§ **PROBLEM DESCRIPTION**
Repeat the material in full. Keep every line exactly as it is.

§ **DATA PROVIDED**
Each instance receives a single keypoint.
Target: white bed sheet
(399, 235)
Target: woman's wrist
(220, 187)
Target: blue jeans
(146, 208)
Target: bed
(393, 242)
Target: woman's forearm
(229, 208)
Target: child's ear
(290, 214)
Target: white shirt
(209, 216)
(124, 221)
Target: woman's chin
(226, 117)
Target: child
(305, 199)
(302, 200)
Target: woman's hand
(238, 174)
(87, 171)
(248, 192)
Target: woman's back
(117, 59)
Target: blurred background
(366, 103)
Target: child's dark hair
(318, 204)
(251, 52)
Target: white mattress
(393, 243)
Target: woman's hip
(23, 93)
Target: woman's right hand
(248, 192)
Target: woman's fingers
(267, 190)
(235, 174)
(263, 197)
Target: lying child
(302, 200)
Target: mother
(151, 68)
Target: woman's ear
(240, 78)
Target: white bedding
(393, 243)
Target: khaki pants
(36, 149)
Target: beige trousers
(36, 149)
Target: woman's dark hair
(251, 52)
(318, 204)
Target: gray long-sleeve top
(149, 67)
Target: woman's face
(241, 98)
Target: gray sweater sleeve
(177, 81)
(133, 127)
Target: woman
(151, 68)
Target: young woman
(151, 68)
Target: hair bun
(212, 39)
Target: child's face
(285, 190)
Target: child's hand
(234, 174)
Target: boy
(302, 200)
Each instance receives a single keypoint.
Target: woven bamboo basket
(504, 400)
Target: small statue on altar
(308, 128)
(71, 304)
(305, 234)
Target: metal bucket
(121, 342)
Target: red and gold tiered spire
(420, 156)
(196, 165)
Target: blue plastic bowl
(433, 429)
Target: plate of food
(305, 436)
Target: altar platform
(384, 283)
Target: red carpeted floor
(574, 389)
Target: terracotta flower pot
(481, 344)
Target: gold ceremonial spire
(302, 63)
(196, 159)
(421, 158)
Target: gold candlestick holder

§ **PROBLEM SOLUTION**
Each instance receives a single keypoint.
Target: white bed sheet
(399, 235)
Target: woman's wrist
(220, 187)
Target: blue jeans
(146, 208)
Target: bed
(393, 242)
Target: woman's forearm
(229, 208)
Target: child's ear
(290, 214)
Target: white shirt
(209, 216)
(124, 221)
Target: woman's chin
(226, 117)
Target: child
(305, 199)
(302, 200)
Target: woman's hand
(238, 174)
(87, 171)
(248, 192)
Target: woman's back
(117, 59)
Target: blurred background
(366, 103)
Target: child's dark hair
(318, 204)
(251, 52)
Target: white mattress
(393, 243)
Target: woman's hip
(23, 93)
Target: woman's right hand
(248, 192)
Target: woman's fingers
(267, 190)
(235, 174)
(263, 197)
Target: lying child
(302, 200)
Target: mother
(151, 68)
Target: woman's ear
(240, 78)
Target: white bedding
(393, 243)
Target: khaki pants
(36, 149)
Target: beige trousers
(36, 149)
Target: woman's dark hair
(251, 52)
(318, 204)
Target: gray long-sleeve top
(149, 67)
Target: woman's face
(241, 98)
Target: gray sweater sleeve
(177, 81)
(133, 127)
Target: woman
(151, 68)
Target: young woman
(151, 68)
Target: hair bun
(212, 39)
Target: child's face
(285, 190)
Target: child's hand
(234, 174)
Target: boy
(302, 200)
Each instance receives a single keypoint.
Target: woven bamboo basket
(504, 400)
Target: small statue on altar
(308, 128)
(71, 304)
(305, 234)
Target: metal bucket
(121, 342)
Target: red and gold tiered spire
(420, 156)
(196, 165)
Target: blue plastic bowl
(433, 429)
Target: plate of food
(305, 436)
Target: altar platform
(384, 283)
Target: red carpeted floor
(574, 389)
Target: terracotta flower pot
(481, 344)
Target: gold ceremonial spire
(302, 63)
(196, 159)
(421, 158)
Target: gold candlestick holder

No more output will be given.